• **Exercise instructions**
From first entry to last, give the listing again verbatim.

• **Recorded data**
____

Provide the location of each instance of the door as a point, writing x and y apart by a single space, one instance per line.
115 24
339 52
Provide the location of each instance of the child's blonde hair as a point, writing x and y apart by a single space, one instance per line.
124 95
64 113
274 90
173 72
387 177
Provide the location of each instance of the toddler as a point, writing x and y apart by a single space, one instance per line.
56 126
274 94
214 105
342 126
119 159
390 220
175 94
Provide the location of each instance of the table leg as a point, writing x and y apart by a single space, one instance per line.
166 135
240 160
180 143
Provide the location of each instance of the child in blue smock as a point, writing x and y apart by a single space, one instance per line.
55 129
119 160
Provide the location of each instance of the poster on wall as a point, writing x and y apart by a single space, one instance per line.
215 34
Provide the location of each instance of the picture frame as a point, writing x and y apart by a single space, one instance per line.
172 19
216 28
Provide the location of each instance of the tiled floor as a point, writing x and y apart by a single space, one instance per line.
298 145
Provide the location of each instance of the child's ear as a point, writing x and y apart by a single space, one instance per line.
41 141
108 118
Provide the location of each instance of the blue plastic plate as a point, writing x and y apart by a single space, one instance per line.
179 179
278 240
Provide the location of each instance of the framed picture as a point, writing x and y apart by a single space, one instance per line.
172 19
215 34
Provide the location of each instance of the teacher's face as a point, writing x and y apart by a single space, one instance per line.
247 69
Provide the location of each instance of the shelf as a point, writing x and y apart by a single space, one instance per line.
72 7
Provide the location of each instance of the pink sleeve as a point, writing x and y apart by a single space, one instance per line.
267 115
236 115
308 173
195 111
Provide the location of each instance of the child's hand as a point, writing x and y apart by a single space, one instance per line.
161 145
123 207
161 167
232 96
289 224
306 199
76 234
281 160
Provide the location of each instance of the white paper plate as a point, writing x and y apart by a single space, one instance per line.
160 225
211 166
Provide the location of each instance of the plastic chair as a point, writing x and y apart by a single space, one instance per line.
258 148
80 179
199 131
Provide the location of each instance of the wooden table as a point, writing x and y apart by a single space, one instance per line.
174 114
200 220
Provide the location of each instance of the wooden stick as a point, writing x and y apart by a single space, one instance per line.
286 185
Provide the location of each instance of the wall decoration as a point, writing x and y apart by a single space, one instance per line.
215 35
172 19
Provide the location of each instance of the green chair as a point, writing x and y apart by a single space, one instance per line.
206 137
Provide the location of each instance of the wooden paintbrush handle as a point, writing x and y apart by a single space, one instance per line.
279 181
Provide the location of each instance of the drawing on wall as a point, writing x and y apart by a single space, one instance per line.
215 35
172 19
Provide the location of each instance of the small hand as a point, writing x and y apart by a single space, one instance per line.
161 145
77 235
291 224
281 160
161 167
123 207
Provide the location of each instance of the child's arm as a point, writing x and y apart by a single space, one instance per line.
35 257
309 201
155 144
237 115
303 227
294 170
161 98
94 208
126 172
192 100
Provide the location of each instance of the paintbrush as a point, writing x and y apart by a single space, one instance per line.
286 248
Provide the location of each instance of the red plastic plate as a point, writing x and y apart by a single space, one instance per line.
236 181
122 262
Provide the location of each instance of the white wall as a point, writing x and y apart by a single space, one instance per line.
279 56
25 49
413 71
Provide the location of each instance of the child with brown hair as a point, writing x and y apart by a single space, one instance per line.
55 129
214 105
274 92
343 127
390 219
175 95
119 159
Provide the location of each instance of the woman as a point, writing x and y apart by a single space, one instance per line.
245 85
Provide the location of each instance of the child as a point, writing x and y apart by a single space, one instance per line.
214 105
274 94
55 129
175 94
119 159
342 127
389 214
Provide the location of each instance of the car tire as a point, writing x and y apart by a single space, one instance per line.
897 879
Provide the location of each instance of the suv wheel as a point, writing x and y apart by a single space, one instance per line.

____

• **Exercise output**
Provide the location of each instance of the door as a point, writing x and y apart by a single space, one instance per line.
115 24
339 52
Provide the location of each instance of the child's blonde hair as a point, writing x and y apart by a single space, one instance per line.
124 95
64 113
274 90
173 72
387 177
Provide the location of each instance of the toddler as a point, writing x and y apart by a single space, one instance per line.
56 126
274 94
214 105
342 126
119 159
390 220
175 94
Provide the location of each instance of the table leg as a point, writing x and y apart by a single space, one instance per line.
166 135
240 160
180 143
Provide the location of each instance of the child in blue smock as a point, writing x and y apart by a single space, one instance per line.
55 129
119 160
Provide the location of each instance of the poster on wall as a point, writing x and y apart by a single space, one instance per line.
215 34
Provide the location of each instance of the picture frame as a point, writing x and y apart by a single space, one instance per line.
172 19
216 28
Provide the location of each instance of the tiled floor as a point, writing x and y apart by a single space, one instance per line.
298 145
Provide the location of each instance of the child's ear as a point, writing x and y apart by a single space, one instance per line.
41 141
108 118
Provide the location of each instance of the blue plastic plate as a point, writing x and y apart by a single space, one instance per line.
179 179
278 240
Provide the location of each instance of the framed picture as a point, writing x and y apart by a single space, one instance per line.
172 19
215 34
Provide the location of each instance of the teacher's face as a point, writing x and y apart by a single space, one instance per line.
247 69
Provide the location of each instance of the shelf as a point, writing x and y apart by a single space, one instance per line.
72 7
Provide the location of each instance of the pink sleeve as a point, writing x and y apart by a single space, one instance per line.
267 115
236 115
308 173
195 111
Provide the location of each instance of the child's hand as a point, writing x and y apart by a single space, one instance per line.
161 145
123 207
161 167
232 96
289 224
306 199
76 234
281 160
Provide the location of each instance of the white paper plate as a point, writing x and y apart by a single space, one instance per line.
160 225
211 166
Provide the location of each instance of the plastic chair as a point, writing x and y apart by a single space, one instance per line.
258 148
80 179
199 131
Provide the location of each instance of the wooden table as a point, writing x and y apart by a single space, one instance per line.
174 114
200 220
Provide the location of each instance of the wooden stick as a point, writing x and y apart by a single space, one instance per line.
286 185
Provide the location of each instance of the wall decoration as a point, writing x and y apart by a single space, one instance per line.
215 35
172 19
Provide the location of each instance of the green chair as a point, writing x and y apart by a single space, one instance per line.
206 137
Provide the location of each instance of the wooden paintbrush handle as a point, writing x and y apart by a single space, one instance per line.
279 181
Provide the location of each instance of the drawing on wall as a point, writing x and y apart by a single space, one instance per line.
215 35
172 19
Provide the location of each instance of the small hand as a point, writing x and y apart by a single space, one instance per line.
161 145
77 235
291 224
281 160
161 167
123 207
Provide the location of each instance of the child's arm as a point, writing x and y apart by a single space, one instance per line.
35 257
309 201
155 144
237 115
303 227
294 170
161 98
94 208
126 172
192 100
Provide the location of each instance of the paintbrush as a point, writing x and y apart by a single space, one instance per line.
286 248
Provide the location of each instance of the red plastic plate as a point, writing x and y apart by a single space, one instance per line.
236 181
122 262
Provide the location of each instance of the white wall as a point, writing x and y apart by a single space, one instance per line.
279 56
25 49
413 71
Provide the location of each instance of the child with brown hair as a point, writing x and y apart by a single space, one instance per line.
55 129
214 105
274 92
343 127
390 219
175 95
119 159
Provide the location of each instance of the woman as a point, writing x and y apart by a single space, one instance per line.
245 85
Provide the location of each instance of the child as a point, writing x and y apart by a single space, one instance per line.
214 105
274 94
55 129
175 94
119 159
342 127
389 214
Provide the location of each instance of the car tire as a point, writing x and y apart by a single space, one instance per line.
897 879
Provide the location of each instance of the suv wheel as a point, writing x and y apart by a single space, one instance per line.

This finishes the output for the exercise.